- DESCRIPTION OF THE TASK: Apart from the pictures, every entry must be retyped exactly.

━━ DATA FOR THE TASK ━━

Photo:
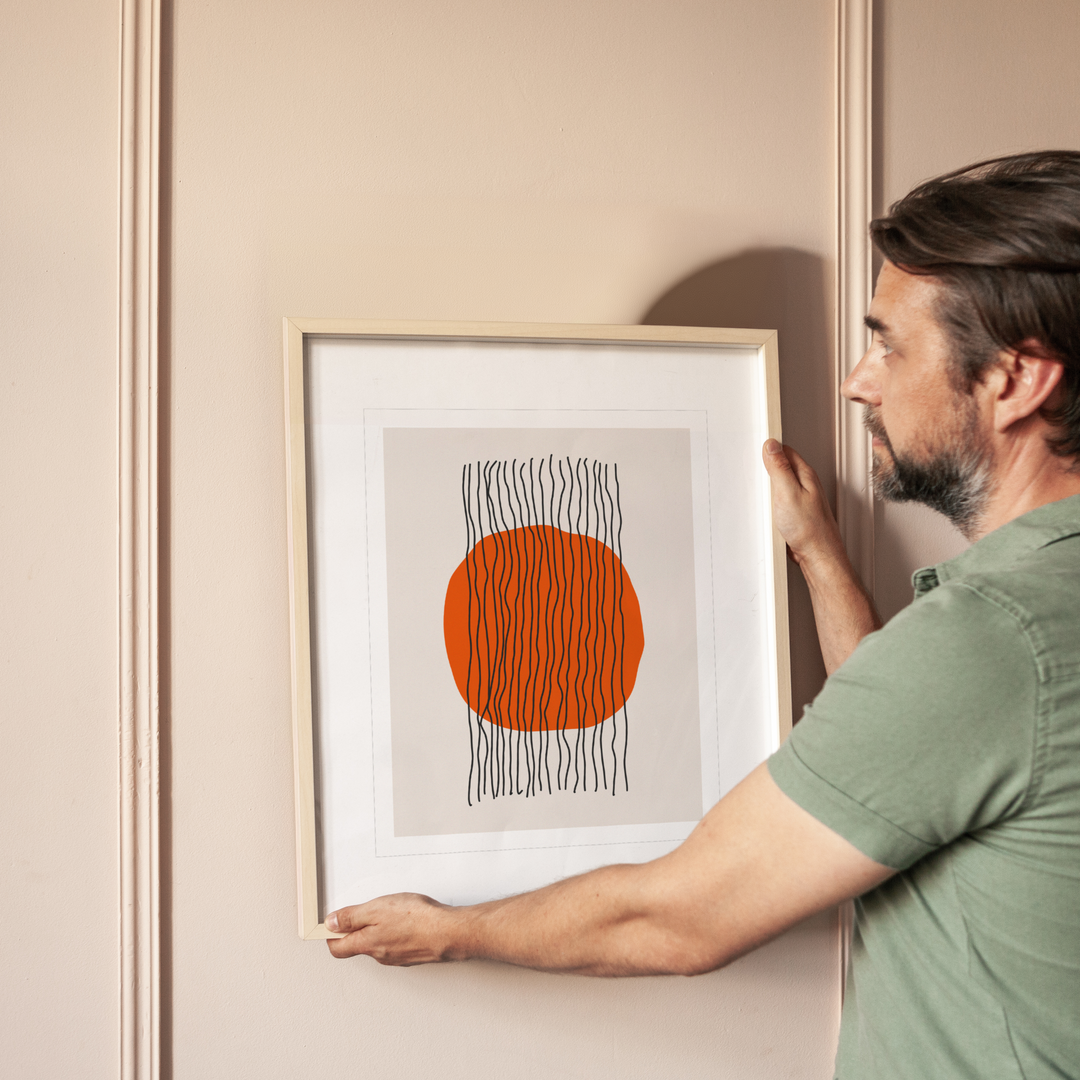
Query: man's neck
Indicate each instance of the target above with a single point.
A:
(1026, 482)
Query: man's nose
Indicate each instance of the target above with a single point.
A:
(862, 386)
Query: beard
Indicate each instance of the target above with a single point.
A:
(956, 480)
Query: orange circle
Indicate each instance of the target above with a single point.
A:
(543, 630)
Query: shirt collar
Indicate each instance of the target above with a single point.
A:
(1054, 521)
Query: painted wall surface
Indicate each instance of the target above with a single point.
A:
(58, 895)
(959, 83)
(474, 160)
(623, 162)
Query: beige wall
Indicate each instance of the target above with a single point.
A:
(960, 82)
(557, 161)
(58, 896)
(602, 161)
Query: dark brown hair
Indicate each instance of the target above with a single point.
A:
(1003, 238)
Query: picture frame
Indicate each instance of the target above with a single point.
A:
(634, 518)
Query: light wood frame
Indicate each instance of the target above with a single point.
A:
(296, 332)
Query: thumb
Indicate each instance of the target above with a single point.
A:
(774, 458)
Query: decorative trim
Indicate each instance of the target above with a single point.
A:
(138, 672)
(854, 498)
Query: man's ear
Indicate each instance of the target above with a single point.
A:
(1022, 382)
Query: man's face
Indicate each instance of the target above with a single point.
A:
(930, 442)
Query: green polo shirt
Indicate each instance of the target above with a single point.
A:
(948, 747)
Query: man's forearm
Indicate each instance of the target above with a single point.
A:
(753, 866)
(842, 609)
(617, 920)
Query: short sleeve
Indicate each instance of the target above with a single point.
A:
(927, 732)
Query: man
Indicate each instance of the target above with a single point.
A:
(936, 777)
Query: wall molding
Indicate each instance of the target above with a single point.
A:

━━━

- YOUR RESPONSE:
Photo:
Query: man's neck
Indicate each instance of the target above with a single point.
A:
(1026, 482)
Query: man's nose
Indicate each instance of the target above with a single point.
A:
(862, 386)
Query: beard
Indicate each instance of the target above with a single point.
A:
(956, 480)
Query: orange circle
Indicate each instance of the target above with a single point.
A:
(543, 630)
Query: shirt collar
Indicate each instance of the target above with a single point.
A:
(1054, 521)
Query: painted wall surface
Indicate each instance of the target above with a single point.
A:
(58, 895)
(959, 83)
(474, 160)
(623, 162)
Query: beige wall
Indicate each instance of the target above with a single point.
A:
(960, 82)
(557, 161)
(58, 896)
(602, 161)
Query: dark brown hair
Indicate each instance of the target above with a single point.
A:
(1003, 238)
Query: picture frame
Indicate each instance of the target above with a single point.
A:
(634, 518)
Query: light wood frame
Indicate each instance of the target above with a single point.
A:
(296, 332)
Query: thumb
Indicate each instance of the target above with a single point.
A:
(774, 458)
Query: decorative trim
Indicate each instance of the target above with a single point.
A:
(138, 672)
(854, 498)
Query: man's ear
Indicate each instance of the target above with a single point.
A:
(1022, 382)
Query: man's face
Indicate each instance of the target above with a single point.
A:
(930, 442)
Query: green polo shirt
Indicate each instance of the target above with a single point.
A:
(948, 747)
Query: man's forearm
Indicate each instance of the target above with a single point.
A:
(753, 866)
(842, 609)
(617, 920)
Query: short sleeve
Indicate each instance of the target above with a single point.
A:
(927, 732)
Query: man
Indicate each instance of the target above with a single point.
A:
(936, 777)
Query: wall molding
Indicate each instance of the target above with a single point.
A:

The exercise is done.